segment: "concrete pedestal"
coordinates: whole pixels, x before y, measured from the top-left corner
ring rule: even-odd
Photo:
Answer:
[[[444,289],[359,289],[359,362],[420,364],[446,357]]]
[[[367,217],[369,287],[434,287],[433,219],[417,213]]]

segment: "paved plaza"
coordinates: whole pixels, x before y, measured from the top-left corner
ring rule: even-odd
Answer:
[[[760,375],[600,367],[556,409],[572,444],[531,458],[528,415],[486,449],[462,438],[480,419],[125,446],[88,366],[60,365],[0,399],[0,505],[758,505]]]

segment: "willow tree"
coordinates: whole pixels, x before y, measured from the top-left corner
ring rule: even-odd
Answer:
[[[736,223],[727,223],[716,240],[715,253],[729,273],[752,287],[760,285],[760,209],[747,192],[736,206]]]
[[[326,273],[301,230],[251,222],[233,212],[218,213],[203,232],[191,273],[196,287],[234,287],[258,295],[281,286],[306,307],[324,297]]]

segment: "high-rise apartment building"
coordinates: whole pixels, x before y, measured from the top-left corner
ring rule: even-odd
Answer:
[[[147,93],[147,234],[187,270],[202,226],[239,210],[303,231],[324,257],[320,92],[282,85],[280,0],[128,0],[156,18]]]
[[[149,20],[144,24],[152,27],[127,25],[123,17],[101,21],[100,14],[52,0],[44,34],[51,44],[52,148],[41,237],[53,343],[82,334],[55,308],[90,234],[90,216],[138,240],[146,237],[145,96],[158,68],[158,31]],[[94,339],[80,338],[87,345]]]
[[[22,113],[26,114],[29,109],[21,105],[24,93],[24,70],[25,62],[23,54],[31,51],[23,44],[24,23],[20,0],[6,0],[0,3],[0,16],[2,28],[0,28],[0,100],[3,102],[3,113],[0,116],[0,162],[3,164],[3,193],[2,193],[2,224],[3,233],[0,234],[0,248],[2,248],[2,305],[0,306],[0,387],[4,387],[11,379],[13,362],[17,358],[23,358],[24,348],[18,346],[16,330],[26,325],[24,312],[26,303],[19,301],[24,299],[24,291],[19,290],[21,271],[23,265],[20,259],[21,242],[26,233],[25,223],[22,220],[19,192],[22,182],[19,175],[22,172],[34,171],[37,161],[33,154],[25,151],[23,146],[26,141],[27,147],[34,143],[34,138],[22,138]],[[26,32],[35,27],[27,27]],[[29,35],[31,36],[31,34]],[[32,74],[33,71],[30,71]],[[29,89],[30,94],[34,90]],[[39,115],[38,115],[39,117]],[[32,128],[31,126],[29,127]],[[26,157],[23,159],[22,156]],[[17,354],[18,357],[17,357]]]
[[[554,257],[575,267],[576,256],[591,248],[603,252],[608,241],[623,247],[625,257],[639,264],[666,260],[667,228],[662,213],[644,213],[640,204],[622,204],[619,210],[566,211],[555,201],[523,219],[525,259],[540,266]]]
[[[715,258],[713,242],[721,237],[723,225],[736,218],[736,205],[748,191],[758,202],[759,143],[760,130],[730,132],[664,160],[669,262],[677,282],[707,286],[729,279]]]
:::
Exercise goal =
Copy out every line of the listing that contains the string "segment".

Response =
segment: "concrete pedestal"
segment: "paved plaza"
segment: "willow tree"
segment: "high-rise apartment building"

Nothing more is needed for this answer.